"""

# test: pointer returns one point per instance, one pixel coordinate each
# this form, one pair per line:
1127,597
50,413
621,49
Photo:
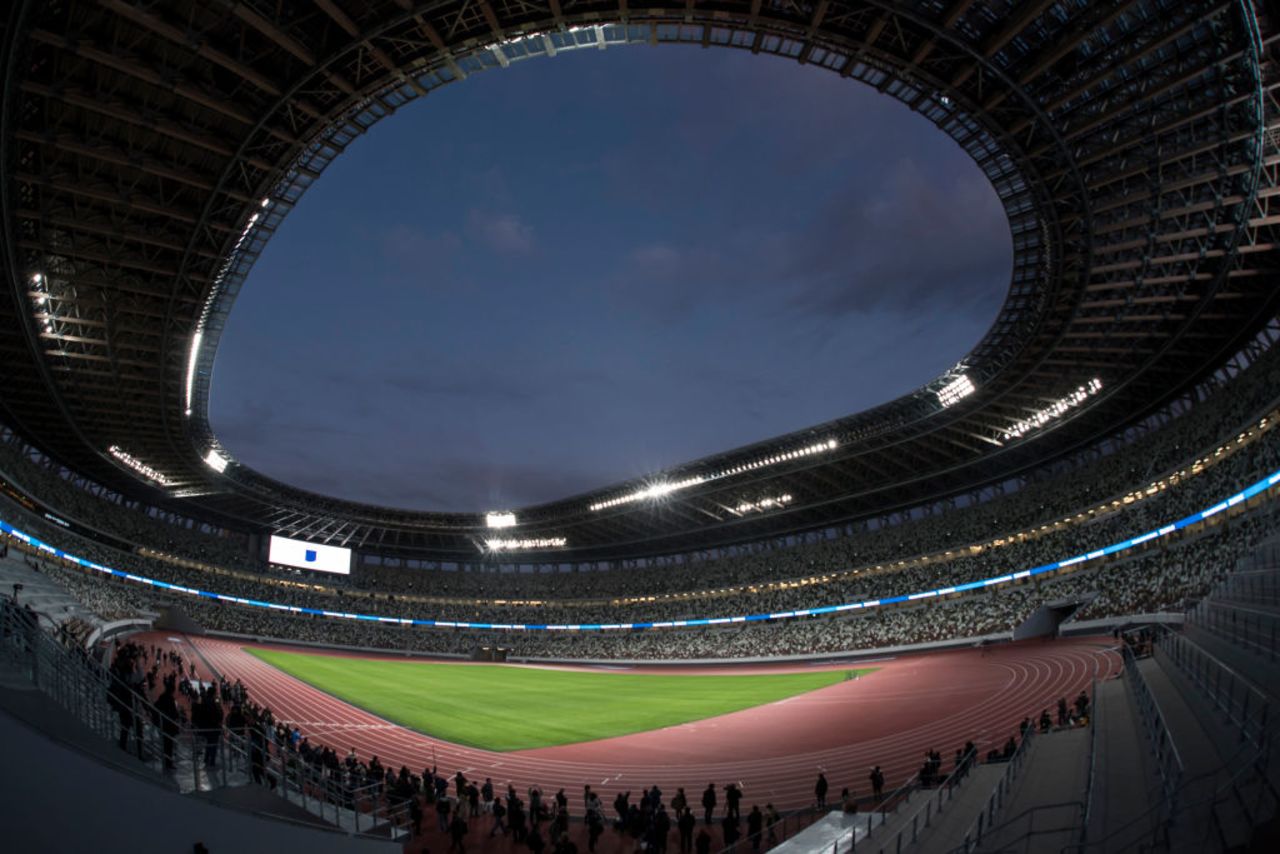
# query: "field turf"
498,707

"""

EXERCISE REQUIREMENTS: Could you copy the data above exactly, leaving the pictures out?

RESPONSE BOX:
# test: pointer returns one point per instance, one pixel coordinate each
# this form, one pair per line:
1127,597
50,413
621,49
Photo:
# query: "field turf"
498,707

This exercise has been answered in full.